---- Fragment wpisu

Wpis z mikrobloga

Jako że cały dzień #kacmorderca i nic nie zrobiłem. to jakoś wzięło mnie na wspomnienia. Poniżej chyba moje najlepsze alkostory jak do tej pory.

Rok temu, na zakończenie stażu w #warszawa, postanowiliśmy oczywiście zdrowo się nawalić. Wiadomo, wóda w opór i potem na miasto. Dojechaliśmy złotówą do centralego i tam stwierdziliśmy z jednym ziomeczkiem, że chyba jesteśmy zbyt nawaleni żeby gdziekolwiek iść i rozchodzimy się do domów (zajebisty before, nie ma co). Wtedy wpadłem na fantastyczny pomysł żeby wracać z buta na Bemowo :). To nic że autobusem się jedzie ~ 30 minut, no ale co ja nie dam rady ? Taaaaa. Dałem radę do najbliższego przystanku... Najlepsze jest to że wsiadłem do pierwszego lepszego autobusu i wtedy urwał mi się film. I teraz bomba: Ocknąłem się dopiero stojąc w kolejce na Okęciu. Do tej pory nie mam pojęcia jak się tam znalazłem, co robiłem i gdzie chciałem lecieć. Najlepsze jest to, że cały czas myślałem, że jestem na centralnym.., Wiadomo, po pijaku wszystko wygląda podobnie :) Wyobraźcie sobie jakie miałem zdziwko jak wyszedłem i nie mogłem PKiN znaleźć i za chwilę przeleciał jakiś samolot... Na szczęscie udało mi się namówić jednego taksówkarza żeby mnie podwiózł za 30 PLN w chatę.

A wy co najlepszego odwaliliście po pijaku ?

--------
---- Przedstawiony materiał

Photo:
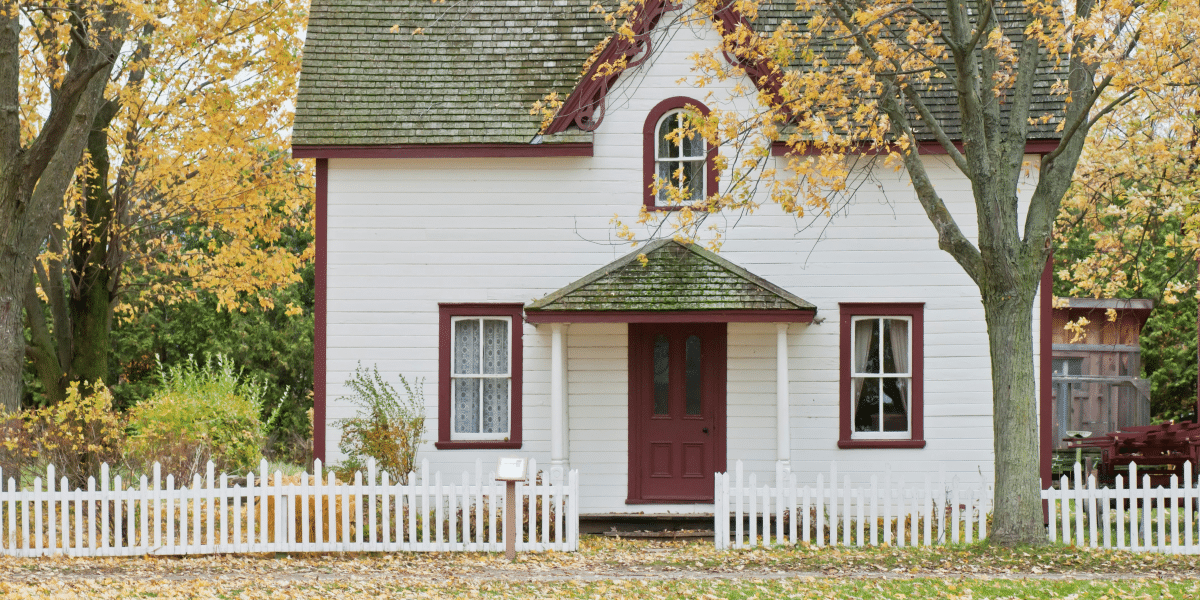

--------

Zadania do wykonania
1. Ile według wpisu kosztował powrót taksówką do domu?
2. Wypisz z wpisu bez zmian fragment od słów „Wpis z mikrobloga” aż do słów „do tej pory.” włącznie.

Odpowiedzi
1. 30 PLN.

2.
Wpis z mikrobloga

Jako że cały dzień #kacmorderca i nic nie zrobiłem. to jakoś wzięło mnie na wspomnienia. Poniżej chyba moje najlepsze alkostory jak do tej pory.